• _Exercise set_
A: Answer these questions using the blog post about packing for the birding symposium:
(i) On what dates is the Midwest Birding Symposium held?
(ii) What cartoon was the writer's favorite at about age six?
(iii) Who first suggested getting a cargo box?
B: From the blog post about packing for the birding symposium, extract word for word the passage starting at "I've been prepping" and ending at "became a superhero.".

Thursday, September 10, 2009

Symposium Time! You Coming?


I am drenched in sweat and happy to be sitting down. I've just completed a dry run of packing for the Midwest Birding Symposium, coming up September 17-20. That is NEXT WEEK. With the Leigh Yawkey show in Wisconsin between. Yiiiikes. Still haven't packed for Wisconsin, but by the time you read this I'll be there. So it's gotta happen some time in the next 24 hours.

I've been prepping for this for several weeks, selecting art and prints and making labels and signs, setting up my ProPanel booth, deciding what goes where, and ordering copies of my books to sign and sell. It's a big deal, a lot of work, but Mighty Mouse is up to it.



Thanks to Facebook friend Eric Fitch for the link. Mighty Mouse was my absolute favorite cartoon when I was about six. I'm way past caring if I date myself by admitting that. Thinking back on it, as the youngest of five, I could identify with a mouse who opened his shirt and became a superhero.

So today I did a dry run of packing my car for the Symposium. Downsizing to a fuel-efficient Subaru means giving up some serious cargo room. It means retrofitting my new little car to accept great big things. Job One was installing a 2" heavy duty trailer hitch, and on that hitch went a metal cargo box. I had never heard of such a thing until I bellyached to my farmer neighbor Rusty about having so little cargo room in the new car. "What you need is a cargo box," Rusty said. Oh. So I got one, from the nice folks at Steve's Vans. I could definitely become a habitue at that place. Figure out how to carry my canoe, get a rocket box for the top...oh yeah.

• _Data_
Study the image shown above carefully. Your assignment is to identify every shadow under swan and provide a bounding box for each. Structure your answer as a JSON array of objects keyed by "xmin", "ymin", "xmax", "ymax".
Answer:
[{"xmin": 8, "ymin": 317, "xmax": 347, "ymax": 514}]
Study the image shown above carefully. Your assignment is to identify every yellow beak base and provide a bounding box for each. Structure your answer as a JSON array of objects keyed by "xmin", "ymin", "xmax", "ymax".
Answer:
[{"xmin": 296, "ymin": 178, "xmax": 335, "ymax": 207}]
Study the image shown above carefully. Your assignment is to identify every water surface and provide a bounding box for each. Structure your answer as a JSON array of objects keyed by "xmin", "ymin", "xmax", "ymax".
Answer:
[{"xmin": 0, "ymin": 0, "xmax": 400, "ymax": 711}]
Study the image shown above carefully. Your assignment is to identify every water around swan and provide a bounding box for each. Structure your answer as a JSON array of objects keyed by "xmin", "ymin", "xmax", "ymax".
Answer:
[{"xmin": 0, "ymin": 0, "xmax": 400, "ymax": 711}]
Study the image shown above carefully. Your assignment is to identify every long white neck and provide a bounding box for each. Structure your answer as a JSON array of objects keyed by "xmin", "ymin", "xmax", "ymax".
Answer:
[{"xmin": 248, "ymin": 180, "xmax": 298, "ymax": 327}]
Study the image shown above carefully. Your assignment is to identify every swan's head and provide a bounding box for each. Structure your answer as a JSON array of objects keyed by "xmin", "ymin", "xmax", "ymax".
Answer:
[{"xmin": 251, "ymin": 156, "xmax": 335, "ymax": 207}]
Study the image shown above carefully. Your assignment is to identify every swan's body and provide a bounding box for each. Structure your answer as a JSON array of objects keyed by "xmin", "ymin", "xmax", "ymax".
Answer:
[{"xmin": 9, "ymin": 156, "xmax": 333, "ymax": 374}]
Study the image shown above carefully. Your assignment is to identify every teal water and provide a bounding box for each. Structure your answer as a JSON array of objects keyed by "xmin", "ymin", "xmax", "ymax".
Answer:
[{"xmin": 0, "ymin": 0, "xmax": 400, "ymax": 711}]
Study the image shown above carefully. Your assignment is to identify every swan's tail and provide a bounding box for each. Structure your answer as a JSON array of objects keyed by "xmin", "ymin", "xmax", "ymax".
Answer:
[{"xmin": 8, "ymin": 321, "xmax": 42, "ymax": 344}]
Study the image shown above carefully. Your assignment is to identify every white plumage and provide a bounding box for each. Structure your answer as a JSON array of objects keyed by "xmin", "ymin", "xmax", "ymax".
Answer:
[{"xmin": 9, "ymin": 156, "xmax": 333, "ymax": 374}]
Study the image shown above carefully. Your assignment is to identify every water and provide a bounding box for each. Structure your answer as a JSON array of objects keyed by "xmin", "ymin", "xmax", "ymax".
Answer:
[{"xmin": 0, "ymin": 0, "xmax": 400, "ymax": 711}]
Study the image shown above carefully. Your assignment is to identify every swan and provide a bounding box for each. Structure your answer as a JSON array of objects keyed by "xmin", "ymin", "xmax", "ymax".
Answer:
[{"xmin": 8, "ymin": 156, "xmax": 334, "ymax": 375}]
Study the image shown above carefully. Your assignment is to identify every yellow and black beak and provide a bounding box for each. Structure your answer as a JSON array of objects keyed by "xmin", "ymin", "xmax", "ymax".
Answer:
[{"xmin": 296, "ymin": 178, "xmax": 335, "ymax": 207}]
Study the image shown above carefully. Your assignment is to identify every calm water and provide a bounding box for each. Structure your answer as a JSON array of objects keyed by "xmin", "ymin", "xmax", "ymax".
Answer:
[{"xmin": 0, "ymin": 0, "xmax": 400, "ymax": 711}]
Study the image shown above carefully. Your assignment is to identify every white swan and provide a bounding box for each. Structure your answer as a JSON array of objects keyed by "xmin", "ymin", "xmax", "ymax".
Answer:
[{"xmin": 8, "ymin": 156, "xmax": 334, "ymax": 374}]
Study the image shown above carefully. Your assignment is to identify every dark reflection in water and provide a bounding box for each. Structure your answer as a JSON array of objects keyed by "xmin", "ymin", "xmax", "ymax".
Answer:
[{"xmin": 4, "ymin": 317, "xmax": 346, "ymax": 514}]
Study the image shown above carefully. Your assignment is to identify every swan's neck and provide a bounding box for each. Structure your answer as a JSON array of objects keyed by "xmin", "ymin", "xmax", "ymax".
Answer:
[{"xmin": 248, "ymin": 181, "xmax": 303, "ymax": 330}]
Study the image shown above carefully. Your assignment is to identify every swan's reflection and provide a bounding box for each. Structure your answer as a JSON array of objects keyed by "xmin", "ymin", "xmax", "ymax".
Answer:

• _Task answers_
A:
(i) September 17-20.
(ii) Mighty Mouse.
(iii) Rusty, the writer's farmer neighbor.

B:
I've been prepping for this for several weeks, selecting art and prints and making labels and signs, setting up my ProPanel booth, deciding what goes where, and ordering copies of my books to sign and sell. It's a big deal, a lot of work, but Mighty Mouse is up to it.



Thanks to Facebook friend Eric Fitch for the link. Mighty Mouse was my absolute favorite cartoon when I was about six. I'm way past caring if I date myself by admitting that. Thinking back on it, as the youngest of five, I could identify with a mouse who opened his shirt and became a superhero.